* EXERCISE OBJECTIVE
Counting only lines that contain the word "curled", state the total for the listing below and nothing else.

*** Begin section ***

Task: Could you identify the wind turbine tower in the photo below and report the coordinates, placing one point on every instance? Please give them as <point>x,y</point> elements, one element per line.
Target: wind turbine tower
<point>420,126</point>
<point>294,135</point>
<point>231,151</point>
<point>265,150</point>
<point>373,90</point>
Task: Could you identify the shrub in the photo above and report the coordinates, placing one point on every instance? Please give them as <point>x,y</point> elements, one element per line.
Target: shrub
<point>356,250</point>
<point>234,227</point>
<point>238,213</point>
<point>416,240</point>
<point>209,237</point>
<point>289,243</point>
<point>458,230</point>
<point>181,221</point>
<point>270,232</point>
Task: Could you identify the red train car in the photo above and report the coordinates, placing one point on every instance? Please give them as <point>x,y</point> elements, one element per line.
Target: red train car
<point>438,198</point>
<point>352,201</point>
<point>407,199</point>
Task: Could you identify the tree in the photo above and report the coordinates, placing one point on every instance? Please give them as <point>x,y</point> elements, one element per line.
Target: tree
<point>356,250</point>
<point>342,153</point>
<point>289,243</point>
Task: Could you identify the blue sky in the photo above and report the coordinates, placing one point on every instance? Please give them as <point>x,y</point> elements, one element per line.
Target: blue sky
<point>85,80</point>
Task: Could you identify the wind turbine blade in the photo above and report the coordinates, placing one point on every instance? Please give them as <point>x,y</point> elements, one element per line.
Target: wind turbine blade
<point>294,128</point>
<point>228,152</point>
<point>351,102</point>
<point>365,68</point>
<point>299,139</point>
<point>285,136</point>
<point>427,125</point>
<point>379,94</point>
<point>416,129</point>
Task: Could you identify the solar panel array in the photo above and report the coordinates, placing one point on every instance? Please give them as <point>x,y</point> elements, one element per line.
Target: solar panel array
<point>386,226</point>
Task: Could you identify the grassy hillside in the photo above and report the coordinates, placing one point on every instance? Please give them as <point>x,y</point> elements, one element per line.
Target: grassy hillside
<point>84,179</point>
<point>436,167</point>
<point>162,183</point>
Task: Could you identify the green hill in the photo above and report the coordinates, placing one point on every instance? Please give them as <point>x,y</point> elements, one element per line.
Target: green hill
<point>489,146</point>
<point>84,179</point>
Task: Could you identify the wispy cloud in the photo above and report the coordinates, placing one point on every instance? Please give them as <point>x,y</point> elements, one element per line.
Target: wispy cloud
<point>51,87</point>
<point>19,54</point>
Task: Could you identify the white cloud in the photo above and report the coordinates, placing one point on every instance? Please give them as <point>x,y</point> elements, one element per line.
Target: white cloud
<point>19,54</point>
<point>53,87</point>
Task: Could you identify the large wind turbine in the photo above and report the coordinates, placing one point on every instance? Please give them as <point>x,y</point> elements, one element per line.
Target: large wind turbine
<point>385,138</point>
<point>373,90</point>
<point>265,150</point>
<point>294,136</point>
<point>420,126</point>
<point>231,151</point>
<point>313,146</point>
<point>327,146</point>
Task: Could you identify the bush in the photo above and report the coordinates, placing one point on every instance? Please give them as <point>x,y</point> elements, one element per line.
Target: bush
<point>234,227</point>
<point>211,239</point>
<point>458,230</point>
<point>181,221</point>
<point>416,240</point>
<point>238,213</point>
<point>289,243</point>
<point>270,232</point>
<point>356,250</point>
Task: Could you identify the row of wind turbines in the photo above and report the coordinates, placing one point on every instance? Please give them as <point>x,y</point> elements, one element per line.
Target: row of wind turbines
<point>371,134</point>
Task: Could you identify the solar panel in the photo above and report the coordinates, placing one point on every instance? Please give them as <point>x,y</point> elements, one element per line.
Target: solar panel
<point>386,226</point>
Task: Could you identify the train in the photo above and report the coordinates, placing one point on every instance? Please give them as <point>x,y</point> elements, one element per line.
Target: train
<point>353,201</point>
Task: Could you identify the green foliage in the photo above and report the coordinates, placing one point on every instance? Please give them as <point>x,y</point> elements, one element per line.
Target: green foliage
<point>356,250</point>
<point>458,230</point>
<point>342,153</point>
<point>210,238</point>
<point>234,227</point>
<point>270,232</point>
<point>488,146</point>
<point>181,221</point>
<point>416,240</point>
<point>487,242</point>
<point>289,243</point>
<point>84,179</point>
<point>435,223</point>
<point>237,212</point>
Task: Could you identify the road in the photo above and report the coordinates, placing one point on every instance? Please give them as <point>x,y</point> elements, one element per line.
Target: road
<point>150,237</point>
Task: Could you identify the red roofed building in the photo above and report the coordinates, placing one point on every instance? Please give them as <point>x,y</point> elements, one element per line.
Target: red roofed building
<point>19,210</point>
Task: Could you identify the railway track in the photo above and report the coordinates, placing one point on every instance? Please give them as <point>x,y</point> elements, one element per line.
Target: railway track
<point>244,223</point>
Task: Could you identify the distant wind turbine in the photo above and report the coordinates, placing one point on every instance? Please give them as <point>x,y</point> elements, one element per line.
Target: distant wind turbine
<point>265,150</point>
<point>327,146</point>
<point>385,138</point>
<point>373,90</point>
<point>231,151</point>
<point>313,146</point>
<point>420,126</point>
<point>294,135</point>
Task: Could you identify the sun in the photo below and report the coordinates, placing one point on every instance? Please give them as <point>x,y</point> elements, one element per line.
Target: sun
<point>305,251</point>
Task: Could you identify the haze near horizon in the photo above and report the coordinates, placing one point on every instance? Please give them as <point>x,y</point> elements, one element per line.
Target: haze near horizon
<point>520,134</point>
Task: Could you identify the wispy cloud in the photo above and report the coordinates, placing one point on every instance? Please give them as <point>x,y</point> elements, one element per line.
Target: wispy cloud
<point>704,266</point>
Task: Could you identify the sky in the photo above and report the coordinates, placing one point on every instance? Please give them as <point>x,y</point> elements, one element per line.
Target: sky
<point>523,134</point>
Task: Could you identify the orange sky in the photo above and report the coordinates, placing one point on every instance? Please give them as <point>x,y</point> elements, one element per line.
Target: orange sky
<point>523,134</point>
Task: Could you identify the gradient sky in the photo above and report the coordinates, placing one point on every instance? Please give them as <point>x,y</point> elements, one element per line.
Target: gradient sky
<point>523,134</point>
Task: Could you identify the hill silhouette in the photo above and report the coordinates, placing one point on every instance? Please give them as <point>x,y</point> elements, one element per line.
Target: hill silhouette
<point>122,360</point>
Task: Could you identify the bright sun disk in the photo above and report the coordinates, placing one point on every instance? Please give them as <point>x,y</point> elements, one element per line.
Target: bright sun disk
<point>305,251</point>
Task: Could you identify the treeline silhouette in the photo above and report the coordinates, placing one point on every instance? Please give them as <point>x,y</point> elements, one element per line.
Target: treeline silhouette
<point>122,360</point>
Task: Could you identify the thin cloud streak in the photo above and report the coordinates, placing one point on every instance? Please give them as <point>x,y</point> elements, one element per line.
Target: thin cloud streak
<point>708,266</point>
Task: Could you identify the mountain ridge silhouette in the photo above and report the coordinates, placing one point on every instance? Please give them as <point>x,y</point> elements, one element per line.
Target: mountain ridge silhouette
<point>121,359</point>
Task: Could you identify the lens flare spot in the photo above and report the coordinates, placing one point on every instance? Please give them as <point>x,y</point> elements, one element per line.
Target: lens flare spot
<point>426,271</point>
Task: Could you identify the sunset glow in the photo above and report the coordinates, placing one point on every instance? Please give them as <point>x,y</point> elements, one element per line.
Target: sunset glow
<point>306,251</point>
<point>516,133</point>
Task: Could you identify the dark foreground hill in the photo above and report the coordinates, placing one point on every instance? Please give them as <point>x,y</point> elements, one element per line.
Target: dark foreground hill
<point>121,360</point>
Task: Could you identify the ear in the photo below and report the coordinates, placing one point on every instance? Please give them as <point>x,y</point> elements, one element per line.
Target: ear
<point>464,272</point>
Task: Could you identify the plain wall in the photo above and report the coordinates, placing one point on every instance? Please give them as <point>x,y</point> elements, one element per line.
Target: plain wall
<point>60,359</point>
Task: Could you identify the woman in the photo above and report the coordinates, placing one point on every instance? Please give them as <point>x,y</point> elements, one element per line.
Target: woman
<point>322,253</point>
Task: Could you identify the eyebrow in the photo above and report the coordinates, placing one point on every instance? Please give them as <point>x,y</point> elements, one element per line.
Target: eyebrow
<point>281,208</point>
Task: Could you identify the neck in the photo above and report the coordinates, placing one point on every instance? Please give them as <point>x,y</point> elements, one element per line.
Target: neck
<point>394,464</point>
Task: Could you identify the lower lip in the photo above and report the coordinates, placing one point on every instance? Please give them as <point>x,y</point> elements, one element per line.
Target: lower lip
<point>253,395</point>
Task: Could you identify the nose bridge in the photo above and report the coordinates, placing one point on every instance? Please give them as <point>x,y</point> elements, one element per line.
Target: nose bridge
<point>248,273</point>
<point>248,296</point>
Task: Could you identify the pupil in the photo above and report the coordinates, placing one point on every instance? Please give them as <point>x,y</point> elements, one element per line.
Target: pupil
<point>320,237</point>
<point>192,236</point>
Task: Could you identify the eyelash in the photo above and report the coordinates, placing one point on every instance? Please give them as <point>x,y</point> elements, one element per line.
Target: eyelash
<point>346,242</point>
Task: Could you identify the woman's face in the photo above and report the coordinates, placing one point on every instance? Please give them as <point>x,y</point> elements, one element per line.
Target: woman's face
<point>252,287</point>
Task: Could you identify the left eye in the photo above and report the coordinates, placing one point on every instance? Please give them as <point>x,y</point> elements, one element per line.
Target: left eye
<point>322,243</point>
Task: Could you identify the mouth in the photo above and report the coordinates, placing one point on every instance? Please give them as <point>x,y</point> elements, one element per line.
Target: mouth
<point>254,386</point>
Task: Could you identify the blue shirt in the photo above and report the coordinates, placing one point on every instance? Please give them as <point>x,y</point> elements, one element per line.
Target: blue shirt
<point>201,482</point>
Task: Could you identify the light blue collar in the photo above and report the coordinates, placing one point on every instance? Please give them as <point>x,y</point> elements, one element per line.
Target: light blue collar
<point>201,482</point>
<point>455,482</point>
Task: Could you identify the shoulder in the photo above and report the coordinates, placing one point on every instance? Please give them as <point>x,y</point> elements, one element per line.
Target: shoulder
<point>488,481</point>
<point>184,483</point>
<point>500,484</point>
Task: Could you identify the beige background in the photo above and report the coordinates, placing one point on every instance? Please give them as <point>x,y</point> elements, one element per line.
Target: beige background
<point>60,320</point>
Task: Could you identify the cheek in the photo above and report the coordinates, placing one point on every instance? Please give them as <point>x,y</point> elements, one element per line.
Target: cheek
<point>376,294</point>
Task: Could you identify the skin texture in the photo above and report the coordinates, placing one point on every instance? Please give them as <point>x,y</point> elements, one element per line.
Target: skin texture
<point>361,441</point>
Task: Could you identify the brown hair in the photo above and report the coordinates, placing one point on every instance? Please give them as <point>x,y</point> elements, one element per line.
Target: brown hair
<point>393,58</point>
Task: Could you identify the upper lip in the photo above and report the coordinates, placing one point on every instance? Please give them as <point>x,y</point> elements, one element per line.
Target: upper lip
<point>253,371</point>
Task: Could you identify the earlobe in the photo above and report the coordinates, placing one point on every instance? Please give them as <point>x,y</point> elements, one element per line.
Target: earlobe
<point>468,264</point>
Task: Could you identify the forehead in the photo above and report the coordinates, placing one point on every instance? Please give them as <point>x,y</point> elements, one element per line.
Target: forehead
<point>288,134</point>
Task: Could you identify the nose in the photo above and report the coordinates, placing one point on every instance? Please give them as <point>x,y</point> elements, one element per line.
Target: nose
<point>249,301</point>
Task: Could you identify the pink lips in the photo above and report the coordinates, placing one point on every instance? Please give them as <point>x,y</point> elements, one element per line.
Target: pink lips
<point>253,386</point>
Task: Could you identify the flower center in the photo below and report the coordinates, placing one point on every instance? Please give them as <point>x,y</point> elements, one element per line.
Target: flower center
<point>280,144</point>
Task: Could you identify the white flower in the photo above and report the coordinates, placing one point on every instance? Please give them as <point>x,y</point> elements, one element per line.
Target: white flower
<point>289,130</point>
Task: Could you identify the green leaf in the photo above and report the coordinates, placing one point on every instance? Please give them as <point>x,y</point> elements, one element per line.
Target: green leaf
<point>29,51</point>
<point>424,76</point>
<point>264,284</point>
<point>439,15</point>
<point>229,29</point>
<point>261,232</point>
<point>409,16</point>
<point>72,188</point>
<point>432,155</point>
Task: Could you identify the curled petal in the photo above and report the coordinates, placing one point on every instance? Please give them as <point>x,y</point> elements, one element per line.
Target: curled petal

*** End section ***

* YOUR RESPONSE
2